== Extract to read ==
★ ★ ★ ★

- Born: 28 April 1960 Devínska Nová Ves, Bratislava, Czechoslovakia
- Died: 22 March 2015 (aged 54) Bratislava, Slovakia
- Occupation: Author
- Writing career
- Language: Slovak
- Notable work: Rivers of Babylon

= Peter Pišťanek =

Slovak writer (1960–2015)

Peter Pišťanek (28 April 1960 – 22 March 2015) was a Slovak writer. He began publishing short stories in the 1980s, and his first novel, Rivers of Babylon, came out in 1991. This was adapted into a film of the same name in 1998 by Vladimir Balco. The book was followed by the sequels Wooden Village (1994) and End of Freddy (1999). Two more of Pišťanek's works were adapted to film, both by Juraj Nvota: his short story "Muzika", which won Best Film at the Sun in a Net Awards in 2008, and his novel Rukojemník – Lokomotívy v daždi, in 2014. Pišťanek committed suicide on 22 March 2015.

==Life and career==
In the 1980s, Pišťanek was a co-founder and drummer in the music group Devínska Nová Vec, named after the Bratislava borough where he was born in 1960. He also published stories in the magazine Slovenské pohľady. He briefly studied dramaturgy and screenwriting at VŠMU but did not finish his studies. Before publishing his first novel, Rivers of Babylon, in 1991, Pišťanek held a variety of jobs, including as a machinist in a Slovnaft oxygen factory, a parking lot attendant, in the advertising industry, and eventually in publishing. After the Velvet Revolution, he became editor-in-chief of the Tele-Video-Relax magazine, and from 1996, he was a web designer at Gratex International as well as editing the online magazine inZine.

===Writing===
Pišťanek published his first novel, Rivers of Babylon, in 1991 (an English edition came out in 2007, translated by Peter Petro). In 1998, it was adapted into a feature film of the same name by director Vladimir Balco, with music by Jaroslav Filip and a minor role by Pišťanek himself. It was followed in 1994 by the sequel Wooden Village, and in 1999, End of Freddy wrapped up the trilogy about Rácz, a village gangster who emerges in the fall of 1989 as communist rule is disintegrating in Czechoslovakia.

In 2007, Juraj Nvota adapted Pišťanek's short story "Muzika" into a film of the same name, which also included an appearance by the author. The production won Best Film at the Sun in a Net Awards that year.

In 2014, Pišťanek published the novel Rukojemník – Lokomotívy v daždi, which was again adapted by Nvota for the screen, with yet another cameo by the author.

Pišťanek was also an active writer about the alcoholic beverage industry, providing his insight and humour on both spirits and wines.

★ ★ ★ ★

== Data ==
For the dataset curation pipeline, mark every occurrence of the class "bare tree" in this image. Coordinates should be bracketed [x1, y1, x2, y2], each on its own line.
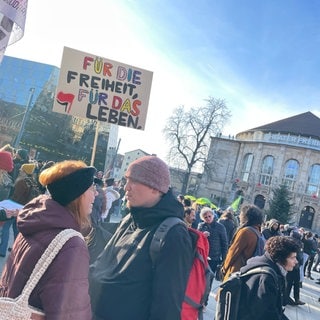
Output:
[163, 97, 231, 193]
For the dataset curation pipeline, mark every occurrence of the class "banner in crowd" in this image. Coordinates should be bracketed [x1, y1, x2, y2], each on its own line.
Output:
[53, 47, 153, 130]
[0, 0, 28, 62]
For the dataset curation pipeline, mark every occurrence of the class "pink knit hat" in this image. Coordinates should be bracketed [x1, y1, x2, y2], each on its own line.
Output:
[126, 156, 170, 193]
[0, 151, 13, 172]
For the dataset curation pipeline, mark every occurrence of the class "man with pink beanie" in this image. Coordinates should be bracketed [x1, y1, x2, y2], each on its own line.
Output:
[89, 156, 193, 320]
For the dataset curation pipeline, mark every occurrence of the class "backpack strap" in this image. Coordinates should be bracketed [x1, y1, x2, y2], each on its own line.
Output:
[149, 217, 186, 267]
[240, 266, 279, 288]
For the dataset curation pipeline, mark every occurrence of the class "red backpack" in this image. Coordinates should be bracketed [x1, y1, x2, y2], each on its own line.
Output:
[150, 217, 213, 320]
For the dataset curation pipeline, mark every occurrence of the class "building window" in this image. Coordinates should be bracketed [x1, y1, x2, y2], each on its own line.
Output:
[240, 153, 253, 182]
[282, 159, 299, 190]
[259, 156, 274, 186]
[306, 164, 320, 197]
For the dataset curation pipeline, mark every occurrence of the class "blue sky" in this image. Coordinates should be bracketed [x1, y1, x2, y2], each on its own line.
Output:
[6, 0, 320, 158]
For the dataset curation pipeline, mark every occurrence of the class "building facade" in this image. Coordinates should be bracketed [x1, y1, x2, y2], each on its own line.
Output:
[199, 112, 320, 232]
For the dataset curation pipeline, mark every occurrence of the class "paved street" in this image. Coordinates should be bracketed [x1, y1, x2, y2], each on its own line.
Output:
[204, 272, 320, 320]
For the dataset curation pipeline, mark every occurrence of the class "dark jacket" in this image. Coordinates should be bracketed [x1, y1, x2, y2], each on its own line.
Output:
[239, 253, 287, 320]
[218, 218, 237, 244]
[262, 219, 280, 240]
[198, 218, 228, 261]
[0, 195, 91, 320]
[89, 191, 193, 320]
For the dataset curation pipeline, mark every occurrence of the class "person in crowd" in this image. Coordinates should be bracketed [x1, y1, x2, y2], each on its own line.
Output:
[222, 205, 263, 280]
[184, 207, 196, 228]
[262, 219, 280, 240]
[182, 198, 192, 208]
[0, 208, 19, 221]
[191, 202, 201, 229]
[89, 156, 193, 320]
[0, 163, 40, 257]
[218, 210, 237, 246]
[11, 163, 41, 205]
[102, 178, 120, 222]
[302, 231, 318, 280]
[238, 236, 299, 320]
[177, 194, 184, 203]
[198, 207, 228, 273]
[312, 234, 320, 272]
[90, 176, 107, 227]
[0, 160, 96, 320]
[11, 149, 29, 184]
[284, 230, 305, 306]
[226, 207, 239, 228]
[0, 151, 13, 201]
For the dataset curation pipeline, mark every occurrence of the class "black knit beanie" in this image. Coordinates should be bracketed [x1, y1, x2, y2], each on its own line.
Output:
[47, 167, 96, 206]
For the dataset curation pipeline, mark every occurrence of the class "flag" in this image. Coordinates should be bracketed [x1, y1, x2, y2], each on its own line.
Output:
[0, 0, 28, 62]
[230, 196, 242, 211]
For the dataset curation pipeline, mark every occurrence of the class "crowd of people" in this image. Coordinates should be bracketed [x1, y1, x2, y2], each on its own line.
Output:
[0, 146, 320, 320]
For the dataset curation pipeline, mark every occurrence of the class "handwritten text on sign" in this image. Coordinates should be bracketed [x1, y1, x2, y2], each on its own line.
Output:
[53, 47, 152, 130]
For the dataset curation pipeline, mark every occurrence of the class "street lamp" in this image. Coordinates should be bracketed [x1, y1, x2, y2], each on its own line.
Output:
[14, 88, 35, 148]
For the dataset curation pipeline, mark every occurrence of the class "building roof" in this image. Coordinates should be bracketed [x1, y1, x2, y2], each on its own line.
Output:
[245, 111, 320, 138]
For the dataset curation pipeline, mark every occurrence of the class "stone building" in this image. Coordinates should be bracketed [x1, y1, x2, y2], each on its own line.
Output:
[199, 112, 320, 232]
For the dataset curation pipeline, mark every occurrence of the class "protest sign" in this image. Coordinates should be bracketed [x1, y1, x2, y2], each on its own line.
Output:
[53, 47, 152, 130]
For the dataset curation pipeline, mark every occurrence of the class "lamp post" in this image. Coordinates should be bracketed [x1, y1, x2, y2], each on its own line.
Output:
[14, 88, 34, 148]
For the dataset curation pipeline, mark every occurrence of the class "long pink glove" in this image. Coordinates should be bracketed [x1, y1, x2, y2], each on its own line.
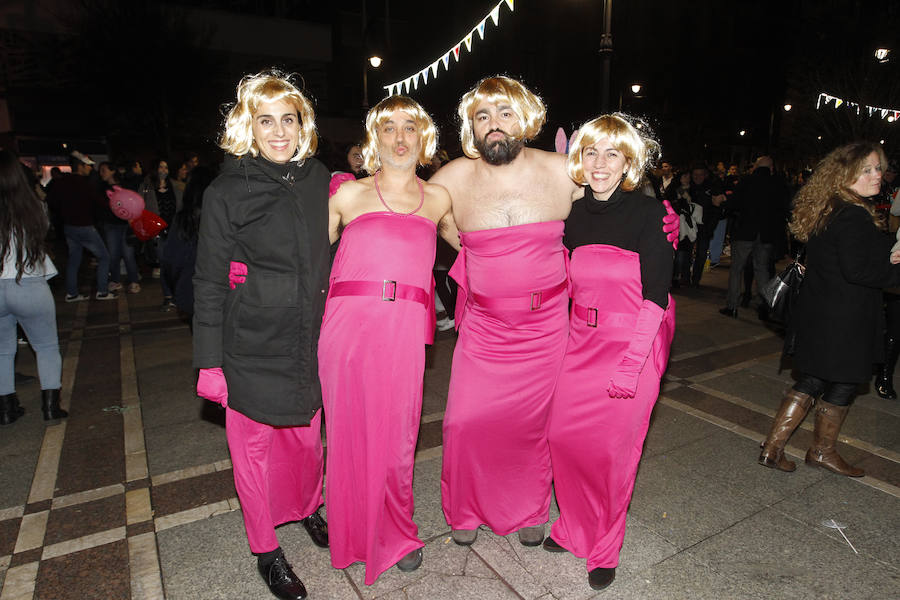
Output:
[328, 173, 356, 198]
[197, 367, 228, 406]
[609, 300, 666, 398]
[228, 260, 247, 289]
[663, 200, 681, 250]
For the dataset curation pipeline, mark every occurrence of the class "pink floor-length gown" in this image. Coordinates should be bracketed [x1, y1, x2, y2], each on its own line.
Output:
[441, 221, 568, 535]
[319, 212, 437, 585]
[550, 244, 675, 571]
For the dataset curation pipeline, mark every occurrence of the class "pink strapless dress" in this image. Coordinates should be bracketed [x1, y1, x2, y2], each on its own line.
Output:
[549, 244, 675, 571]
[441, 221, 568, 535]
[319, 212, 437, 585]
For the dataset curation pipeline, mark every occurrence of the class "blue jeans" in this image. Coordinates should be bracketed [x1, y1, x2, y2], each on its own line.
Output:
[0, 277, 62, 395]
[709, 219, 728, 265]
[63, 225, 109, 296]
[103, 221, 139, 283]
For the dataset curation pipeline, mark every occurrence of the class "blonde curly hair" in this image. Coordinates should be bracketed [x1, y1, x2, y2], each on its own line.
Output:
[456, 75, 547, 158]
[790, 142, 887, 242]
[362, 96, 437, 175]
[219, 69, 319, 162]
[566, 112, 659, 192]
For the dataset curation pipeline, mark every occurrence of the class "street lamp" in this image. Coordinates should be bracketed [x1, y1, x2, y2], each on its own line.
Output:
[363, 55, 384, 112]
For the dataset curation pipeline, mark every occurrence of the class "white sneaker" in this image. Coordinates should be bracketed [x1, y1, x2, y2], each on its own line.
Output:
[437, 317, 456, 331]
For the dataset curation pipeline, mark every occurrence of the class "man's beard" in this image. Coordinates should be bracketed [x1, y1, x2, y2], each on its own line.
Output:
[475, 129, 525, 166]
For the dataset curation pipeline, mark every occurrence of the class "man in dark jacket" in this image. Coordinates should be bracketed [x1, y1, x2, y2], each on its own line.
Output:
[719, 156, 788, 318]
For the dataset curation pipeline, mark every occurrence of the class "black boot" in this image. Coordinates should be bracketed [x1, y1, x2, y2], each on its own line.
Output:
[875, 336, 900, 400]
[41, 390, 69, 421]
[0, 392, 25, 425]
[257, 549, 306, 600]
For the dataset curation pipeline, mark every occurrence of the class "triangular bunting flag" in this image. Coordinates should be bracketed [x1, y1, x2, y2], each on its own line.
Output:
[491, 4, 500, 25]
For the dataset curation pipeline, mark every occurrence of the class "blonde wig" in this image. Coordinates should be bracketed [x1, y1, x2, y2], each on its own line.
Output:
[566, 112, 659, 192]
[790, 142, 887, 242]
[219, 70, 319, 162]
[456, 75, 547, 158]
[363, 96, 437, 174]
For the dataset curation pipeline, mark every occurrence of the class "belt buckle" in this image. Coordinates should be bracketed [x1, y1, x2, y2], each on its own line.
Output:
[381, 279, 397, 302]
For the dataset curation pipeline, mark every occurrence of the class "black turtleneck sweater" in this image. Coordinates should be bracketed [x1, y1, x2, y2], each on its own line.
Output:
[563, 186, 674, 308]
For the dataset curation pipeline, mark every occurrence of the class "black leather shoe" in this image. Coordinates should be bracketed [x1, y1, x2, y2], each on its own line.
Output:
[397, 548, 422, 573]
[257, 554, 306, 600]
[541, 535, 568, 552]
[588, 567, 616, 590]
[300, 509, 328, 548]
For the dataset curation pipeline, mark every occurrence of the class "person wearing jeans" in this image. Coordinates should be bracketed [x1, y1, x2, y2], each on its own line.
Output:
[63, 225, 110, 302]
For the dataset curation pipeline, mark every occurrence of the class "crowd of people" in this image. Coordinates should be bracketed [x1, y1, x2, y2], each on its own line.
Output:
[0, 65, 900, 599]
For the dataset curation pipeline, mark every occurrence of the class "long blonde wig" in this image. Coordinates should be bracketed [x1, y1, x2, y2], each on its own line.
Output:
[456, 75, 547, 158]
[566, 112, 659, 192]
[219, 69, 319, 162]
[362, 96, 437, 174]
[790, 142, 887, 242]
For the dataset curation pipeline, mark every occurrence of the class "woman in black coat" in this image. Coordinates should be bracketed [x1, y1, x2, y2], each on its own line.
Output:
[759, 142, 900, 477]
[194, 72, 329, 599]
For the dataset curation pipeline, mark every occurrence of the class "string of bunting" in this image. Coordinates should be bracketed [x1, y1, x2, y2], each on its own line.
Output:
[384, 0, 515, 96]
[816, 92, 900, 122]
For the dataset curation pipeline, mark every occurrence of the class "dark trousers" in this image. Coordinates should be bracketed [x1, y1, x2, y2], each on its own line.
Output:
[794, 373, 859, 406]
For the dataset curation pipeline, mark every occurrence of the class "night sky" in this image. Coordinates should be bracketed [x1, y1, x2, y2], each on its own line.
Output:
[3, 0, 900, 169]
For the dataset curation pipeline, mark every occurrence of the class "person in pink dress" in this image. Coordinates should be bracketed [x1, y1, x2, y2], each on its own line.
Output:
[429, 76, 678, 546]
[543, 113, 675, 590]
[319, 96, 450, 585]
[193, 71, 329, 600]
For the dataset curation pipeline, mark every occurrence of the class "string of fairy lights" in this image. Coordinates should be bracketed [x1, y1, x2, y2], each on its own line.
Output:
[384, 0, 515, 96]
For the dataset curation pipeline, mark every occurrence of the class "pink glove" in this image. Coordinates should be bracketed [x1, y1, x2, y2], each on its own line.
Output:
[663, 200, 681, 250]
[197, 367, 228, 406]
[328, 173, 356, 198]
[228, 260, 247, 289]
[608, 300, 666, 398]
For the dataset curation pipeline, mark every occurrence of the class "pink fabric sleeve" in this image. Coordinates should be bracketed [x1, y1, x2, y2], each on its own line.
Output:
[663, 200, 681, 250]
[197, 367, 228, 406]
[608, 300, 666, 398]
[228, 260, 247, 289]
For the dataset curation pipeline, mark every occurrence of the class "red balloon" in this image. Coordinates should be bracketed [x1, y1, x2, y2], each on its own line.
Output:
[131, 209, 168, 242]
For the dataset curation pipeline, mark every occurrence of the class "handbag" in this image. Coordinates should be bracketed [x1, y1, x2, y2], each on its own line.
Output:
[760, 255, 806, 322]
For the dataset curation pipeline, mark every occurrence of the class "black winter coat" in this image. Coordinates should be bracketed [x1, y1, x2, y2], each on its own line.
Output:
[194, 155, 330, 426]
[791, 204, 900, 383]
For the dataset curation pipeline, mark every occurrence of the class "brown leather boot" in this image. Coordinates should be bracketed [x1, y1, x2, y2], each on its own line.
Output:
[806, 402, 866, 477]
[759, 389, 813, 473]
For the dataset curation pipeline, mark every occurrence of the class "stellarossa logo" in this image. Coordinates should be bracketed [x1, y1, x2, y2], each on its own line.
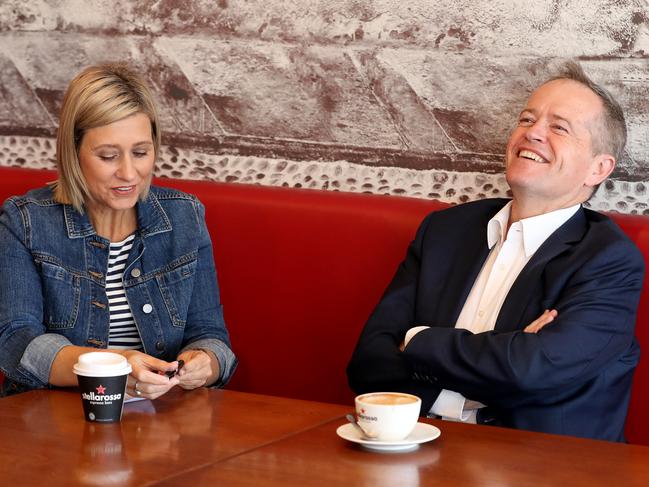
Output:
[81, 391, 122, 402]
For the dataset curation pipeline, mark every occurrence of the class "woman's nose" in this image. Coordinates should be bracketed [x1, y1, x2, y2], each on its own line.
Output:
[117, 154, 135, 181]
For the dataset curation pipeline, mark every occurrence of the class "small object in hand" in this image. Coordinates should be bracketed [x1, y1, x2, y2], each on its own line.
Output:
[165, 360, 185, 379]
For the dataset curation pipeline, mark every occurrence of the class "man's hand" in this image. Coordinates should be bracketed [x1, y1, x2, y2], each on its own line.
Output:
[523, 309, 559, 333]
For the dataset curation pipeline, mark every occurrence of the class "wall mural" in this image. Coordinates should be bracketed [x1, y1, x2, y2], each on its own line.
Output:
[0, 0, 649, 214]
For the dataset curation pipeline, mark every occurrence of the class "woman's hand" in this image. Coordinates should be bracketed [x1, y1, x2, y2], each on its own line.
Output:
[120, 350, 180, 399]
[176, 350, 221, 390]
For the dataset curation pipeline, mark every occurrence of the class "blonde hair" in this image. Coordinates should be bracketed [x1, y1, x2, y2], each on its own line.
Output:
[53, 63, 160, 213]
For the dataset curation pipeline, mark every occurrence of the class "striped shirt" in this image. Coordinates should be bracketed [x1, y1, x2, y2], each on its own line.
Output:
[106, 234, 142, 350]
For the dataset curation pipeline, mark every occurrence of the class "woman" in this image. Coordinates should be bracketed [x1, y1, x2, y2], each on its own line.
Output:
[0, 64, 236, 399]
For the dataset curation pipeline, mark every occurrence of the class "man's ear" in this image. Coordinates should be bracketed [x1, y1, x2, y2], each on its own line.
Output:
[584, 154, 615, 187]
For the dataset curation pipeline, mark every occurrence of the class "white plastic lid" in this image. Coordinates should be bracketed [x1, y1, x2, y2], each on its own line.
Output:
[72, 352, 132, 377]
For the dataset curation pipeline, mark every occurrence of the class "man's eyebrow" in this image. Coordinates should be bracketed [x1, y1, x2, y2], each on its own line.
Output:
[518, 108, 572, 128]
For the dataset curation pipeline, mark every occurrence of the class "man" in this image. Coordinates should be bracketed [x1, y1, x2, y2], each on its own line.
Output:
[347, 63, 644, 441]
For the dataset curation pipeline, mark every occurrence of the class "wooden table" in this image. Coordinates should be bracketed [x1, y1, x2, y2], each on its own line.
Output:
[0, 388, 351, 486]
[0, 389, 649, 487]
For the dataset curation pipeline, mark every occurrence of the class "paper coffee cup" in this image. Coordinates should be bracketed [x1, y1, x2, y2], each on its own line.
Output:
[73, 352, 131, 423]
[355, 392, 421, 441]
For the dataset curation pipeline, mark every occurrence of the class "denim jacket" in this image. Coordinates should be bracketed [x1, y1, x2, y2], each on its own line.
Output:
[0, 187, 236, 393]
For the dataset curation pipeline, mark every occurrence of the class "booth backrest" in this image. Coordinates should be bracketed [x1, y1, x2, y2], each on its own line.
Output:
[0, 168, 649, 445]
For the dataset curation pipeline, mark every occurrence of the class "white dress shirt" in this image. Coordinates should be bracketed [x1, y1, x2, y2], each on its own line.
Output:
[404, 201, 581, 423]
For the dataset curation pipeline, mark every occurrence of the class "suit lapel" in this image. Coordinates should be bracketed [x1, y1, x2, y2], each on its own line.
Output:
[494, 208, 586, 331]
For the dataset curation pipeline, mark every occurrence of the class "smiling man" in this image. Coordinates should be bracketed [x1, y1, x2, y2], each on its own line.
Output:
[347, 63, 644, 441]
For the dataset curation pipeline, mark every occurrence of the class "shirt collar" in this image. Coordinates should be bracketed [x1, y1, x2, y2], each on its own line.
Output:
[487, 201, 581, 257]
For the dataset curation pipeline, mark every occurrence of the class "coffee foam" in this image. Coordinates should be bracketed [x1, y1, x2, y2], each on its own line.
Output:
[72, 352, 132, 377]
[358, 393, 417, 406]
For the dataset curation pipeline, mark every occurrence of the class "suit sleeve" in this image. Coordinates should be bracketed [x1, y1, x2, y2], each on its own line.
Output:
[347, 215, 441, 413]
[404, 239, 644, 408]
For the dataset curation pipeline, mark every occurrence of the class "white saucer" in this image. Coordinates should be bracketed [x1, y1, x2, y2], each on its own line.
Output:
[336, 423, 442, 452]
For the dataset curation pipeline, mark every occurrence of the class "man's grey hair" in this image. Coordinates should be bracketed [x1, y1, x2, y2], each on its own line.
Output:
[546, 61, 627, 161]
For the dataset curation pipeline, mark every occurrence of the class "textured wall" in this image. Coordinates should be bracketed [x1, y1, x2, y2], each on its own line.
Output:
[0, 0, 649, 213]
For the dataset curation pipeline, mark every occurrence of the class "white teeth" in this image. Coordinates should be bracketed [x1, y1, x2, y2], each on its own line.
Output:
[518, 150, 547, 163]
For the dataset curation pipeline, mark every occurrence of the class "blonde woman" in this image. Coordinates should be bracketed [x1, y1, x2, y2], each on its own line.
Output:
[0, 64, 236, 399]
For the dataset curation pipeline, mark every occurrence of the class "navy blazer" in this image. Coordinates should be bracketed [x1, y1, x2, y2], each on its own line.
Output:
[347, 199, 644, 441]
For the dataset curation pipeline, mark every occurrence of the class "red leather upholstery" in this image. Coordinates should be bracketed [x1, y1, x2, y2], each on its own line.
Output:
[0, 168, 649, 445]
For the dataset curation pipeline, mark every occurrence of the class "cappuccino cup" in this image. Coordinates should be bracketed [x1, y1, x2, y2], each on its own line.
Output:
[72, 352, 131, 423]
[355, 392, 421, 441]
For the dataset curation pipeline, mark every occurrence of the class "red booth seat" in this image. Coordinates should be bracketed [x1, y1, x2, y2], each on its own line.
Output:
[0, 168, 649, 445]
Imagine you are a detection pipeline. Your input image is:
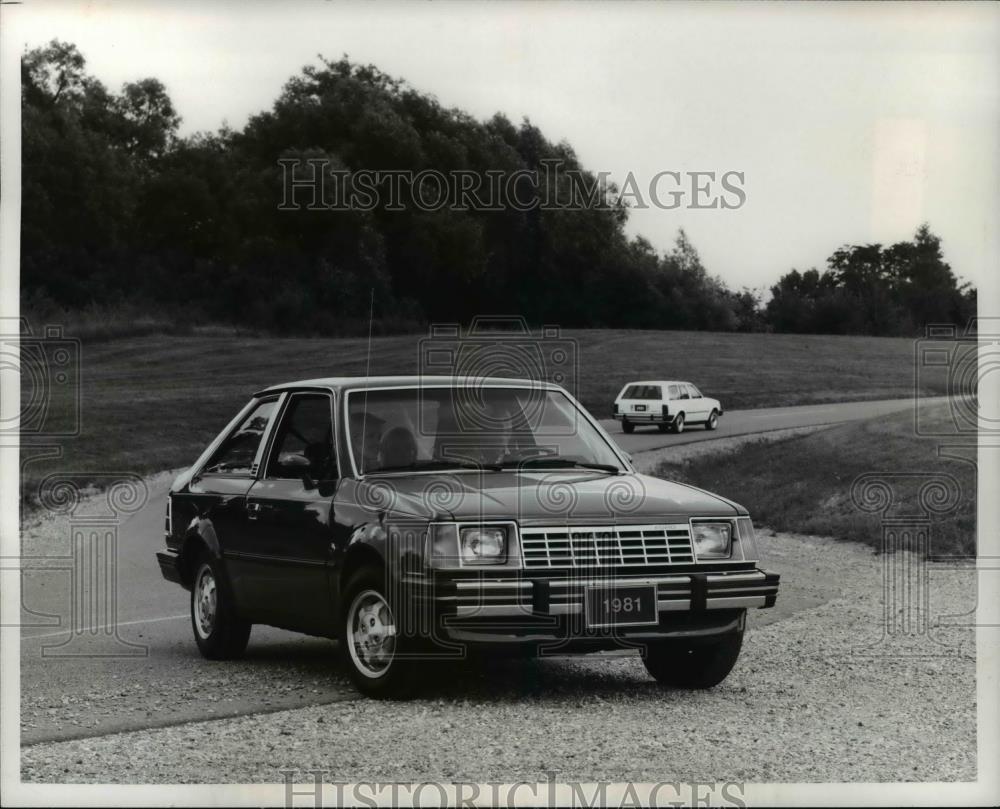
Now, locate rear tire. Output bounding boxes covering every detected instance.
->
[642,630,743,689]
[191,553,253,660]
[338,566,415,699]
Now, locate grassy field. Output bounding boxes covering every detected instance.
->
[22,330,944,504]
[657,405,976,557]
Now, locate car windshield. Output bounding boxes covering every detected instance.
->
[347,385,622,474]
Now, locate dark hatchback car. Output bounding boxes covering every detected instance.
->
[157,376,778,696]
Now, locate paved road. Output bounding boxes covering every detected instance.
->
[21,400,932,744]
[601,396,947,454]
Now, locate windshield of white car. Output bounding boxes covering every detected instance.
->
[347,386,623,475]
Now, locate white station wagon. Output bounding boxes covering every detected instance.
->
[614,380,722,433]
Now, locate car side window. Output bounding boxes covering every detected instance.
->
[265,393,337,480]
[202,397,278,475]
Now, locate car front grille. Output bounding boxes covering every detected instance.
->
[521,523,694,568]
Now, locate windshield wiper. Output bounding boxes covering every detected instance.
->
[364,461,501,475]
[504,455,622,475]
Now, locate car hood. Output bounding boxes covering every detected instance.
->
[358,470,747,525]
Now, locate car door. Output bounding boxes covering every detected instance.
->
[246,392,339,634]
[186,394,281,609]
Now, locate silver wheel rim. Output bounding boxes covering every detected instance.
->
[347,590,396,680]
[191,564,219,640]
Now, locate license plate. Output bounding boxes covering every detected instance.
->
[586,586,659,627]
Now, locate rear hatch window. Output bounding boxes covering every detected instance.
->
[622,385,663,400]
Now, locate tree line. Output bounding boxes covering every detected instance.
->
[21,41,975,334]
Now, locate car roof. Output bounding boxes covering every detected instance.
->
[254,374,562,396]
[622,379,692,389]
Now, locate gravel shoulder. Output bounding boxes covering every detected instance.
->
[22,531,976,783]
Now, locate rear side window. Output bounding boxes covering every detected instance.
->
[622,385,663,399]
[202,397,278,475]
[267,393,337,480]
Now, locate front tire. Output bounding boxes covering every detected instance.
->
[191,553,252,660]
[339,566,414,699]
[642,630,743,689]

★ ★ ★ ★

== Tasks to perform ==
- a) From the text on Peter Pišťanek, set down the passage from "In 2014, Pišťanek" up to and including "cameo by the author.".
- b) According to the text on Peter Pišťanek, which magazine did he become editor-in-chief of after the Velvet Revolution?
- c) Write what comes next in the text on Peter Pišťanek, picking up after its final sentence.

== Results ==
- a)
In 2014, Pišťanek published the novel Rukojemník – Lokomotívy v daždi, which was again adapted by Nvota for the screen, with yet another cameo by the author.

- b) Tele-Video-Relax

- c)
==Death==
On 22 March 2015, Pišťanek committed suicide.

==Legacy==
Pišťanek's 1999 collection of short stories, Sekerou a nožom, was included on the list of compulsory high school reading in Slovakia in September 2015. In 2016, the Bishops' Conference of Slovakia proposed to ban the book, due to what they termed to be "perverse language insulting human dignity". The Association of Catholic Schools of Slovakia, whose president at the time was current Minister of Education, Science, Research and Sport of Slovakia, Ján Horecký, put forward a request to withdraw the book from the compulsory reading list. 12,884 signatures were collected through an online petition, and the book was removed in September 2016.

==Publications==
Novels
- Rivers of Babylon (1991); translated by Peter Petro, Garnett Press 11/2007, ISBN 978-0-9535878-4-1
- Rivers of Babylon 2, alebo Drevená dedina (1994); translated by Peter Petro as Wooden Village, Garnett Press 11/2008, ISBN 978-0-9535878-5-8
- Rivers of Babylon 3, alebo Fredyho koniec (1999); translated by Peter Petro as End of Freddy, Garnett Press 11/2009, ISBN 978-0-953-58786-5
- Neva (novella, 2014)
- Rukojemník – Lokomotívy v daždi (2014)

Collections
- Mladý Dônč (1993)
- Skazky o Vladovi pre veľkých a malých (1995)
- Nové skazky o Vladovi pre malých i veľkých (1998)
- Sekerou a nožom (with Dušan Taragel, 1999)
- Posledné skazky o Vladovi (2002)
- Pán Hronu – Z klenotnice slovenského obrodeného lyrizovaného sociálno – kritického realizmu (with Dušan Taragel, 2024)

Others
- Recepty z rodinného archívu – collection of fictionalized cooking recipes (2003)
- Traktoristi a buzeranti – collection of journalistic articles (2003)
- Živý oheň z vína – book about cognac (2006)

==Film adaptations==
- Rivers of Babylon (1998)
- Music (2008)
- Rukojemník (2014)

==See also==
- 9th ZAI Awards (Special Mention Award)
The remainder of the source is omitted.